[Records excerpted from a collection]
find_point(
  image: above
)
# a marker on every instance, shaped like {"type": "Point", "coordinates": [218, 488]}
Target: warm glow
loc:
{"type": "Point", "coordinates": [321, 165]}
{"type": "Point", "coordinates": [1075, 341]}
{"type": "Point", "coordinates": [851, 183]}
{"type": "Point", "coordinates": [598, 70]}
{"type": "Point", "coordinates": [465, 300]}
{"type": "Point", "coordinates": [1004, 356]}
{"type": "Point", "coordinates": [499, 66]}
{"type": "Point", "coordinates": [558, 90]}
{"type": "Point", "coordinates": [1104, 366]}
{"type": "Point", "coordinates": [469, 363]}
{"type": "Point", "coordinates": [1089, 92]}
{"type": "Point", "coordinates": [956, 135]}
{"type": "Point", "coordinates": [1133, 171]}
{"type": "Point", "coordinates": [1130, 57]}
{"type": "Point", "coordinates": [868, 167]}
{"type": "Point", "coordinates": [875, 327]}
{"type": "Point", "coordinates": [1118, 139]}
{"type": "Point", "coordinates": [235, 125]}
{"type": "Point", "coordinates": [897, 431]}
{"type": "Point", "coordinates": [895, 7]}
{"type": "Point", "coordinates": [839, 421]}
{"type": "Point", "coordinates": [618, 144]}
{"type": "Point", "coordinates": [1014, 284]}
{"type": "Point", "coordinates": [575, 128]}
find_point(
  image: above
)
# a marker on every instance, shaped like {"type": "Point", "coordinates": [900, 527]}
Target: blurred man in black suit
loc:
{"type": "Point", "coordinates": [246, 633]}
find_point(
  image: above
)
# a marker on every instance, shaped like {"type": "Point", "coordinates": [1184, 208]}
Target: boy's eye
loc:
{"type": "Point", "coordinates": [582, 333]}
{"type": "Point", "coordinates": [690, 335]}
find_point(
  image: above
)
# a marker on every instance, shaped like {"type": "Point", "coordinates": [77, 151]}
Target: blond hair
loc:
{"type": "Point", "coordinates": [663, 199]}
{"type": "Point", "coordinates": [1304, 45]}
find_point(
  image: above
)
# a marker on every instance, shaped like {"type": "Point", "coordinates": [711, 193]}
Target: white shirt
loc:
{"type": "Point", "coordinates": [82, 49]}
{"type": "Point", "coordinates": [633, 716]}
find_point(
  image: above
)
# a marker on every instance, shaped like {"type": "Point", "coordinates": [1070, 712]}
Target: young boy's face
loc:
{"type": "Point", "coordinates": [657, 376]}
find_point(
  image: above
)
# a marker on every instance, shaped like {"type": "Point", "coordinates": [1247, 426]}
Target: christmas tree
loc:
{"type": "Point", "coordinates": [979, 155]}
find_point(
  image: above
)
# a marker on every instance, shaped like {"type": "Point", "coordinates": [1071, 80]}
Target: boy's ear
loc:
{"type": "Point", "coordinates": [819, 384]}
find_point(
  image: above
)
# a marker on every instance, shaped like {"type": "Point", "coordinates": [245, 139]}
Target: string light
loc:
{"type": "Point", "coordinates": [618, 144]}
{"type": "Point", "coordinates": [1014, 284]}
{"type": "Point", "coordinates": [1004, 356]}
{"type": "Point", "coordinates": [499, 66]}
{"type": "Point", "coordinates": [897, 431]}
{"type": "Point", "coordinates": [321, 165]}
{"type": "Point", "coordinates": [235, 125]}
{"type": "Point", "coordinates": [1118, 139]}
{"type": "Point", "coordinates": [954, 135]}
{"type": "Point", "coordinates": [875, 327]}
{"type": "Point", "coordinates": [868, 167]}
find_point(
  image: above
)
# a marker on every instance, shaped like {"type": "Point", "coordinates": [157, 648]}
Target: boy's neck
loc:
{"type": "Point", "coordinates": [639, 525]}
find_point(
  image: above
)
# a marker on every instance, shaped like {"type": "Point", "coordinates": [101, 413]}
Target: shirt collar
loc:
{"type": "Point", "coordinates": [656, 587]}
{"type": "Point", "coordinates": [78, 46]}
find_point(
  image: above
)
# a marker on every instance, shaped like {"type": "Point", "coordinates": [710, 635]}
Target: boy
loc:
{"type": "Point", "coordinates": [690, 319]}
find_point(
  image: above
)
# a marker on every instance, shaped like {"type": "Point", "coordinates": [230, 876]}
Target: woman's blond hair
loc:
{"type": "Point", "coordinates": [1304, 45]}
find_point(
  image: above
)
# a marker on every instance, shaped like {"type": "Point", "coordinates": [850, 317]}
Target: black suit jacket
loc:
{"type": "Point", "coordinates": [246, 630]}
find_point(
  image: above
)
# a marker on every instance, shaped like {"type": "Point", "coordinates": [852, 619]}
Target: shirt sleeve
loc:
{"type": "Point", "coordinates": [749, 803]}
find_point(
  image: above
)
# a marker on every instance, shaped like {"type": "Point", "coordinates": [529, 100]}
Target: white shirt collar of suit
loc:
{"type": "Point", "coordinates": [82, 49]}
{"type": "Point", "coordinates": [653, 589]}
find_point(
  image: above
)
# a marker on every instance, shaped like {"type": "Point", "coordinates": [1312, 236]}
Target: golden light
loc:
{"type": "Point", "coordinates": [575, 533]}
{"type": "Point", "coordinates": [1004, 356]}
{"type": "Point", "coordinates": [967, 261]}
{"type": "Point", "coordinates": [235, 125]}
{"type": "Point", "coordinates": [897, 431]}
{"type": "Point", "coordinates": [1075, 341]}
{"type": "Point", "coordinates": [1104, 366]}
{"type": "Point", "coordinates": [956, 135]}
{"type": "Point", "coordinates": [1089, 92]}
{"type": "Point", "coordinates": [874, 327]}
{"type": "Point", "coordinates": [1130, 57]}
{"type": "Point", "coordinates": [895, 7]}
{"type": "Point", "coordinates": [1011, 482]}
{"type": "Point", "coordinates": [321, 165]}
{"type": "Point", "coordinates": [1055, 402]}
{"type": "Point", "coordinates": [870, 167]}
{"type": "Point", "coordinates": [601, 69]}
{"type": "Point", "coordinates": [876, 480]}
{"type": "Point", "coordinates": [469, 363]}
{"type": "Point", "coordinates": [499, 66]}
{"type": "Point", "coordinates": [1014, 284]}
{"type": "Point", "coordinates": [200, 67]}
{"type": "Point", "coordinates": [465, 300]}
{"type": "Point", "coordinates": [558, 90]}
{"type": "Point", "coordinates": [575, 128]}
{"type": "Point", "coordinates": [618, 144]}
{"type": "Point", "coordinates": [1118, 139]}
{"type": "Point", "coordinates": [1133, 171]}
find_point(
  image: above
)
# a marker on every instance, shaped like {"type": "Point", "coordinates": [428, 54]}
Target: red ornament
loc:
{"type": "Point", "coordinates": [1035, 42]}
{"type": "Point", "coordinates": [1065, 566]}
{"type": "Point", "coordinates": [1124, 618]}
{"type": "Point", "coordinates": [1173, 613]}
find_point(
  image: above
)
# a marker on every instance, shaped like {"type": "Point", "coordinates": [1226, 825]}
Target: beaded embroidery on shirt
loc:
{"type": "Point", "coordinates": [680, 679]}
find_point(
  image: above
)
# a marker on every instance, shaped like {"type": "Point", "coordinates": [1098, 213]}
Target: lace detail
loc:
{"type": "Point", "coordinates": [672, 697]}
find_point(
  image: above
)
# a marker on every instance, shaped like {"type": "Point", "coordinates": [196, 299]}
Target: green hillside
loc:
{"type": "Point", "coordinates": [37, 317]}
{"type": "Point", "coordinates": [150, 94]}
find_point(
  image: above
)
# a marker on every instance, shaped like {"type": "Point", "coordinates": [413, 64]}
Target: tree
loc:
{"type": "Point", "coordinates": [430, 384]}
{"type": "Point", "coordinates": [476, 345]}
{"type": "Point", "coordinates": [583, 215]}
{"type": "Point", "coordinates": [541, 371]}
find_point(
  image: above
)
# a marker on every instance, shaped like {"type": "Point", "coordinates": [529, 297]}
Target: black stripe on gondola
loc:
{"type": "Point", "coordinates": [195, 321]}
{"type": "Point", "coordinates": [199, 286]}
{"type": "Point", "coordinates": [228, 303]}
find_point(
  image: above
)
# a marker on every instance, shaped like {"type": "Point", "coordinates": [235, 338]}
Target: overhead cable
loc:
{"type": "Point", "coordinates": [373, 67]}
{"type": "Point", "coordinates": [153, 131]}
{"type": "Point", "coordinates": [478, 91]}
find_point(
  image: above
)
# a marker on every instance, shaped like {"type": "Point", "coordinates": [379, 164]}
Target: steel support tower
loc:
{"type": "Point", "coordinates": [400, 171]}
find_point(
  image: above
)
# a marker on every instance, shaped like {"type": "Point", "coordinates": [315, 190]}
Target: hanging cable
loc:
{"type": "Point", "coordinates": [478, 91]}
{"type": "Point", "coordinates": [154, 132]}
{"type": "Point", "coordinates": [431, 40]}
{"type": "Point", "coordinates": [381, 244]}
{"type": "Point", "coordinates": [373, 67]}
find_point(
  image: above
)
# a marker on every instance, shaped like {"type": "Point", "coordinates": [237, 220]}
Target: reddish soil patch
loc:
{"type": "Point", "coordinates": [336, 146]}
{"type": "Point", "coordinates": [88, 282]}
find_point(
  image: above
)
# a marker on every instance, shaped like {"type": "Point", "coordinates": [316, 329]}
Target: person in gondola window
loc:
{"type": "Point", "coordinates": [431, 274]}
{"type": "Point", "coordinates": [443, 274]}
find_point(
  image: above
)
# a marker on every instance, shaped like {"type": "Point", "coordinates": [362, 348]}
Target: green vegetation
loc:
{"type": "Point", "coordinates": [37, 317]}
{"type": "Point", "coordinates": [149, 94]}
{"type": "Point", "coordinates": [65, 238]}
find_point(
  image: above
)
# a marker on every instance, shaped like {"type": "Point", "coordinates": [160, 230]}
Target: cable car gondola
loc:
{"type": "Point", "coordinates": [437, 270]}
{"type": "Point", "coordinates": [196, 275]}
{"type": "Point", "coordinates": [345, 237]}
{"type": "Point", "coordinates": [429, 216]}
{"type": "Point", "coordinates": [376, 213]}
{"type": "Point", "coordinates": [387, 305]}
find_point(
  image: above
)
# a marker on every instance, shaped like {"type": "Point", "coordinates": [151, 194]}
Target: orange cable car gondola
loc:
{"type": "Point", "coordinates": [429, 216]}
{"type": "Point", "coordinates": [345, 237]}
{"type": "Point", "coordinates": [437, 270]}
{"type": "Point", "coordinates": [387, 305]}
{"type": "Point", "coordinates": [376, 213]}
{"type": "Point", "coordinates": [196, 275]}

_WHAT TO PRODUCE_:
Which lines in the records above contain the string "black", matching uppercase and lowercase exactly? Locate each one and copy it out.

_ANSWER BELOW_:
Target: blurred man in black suit
Target: black suit jacket
Target: black stripe on gondola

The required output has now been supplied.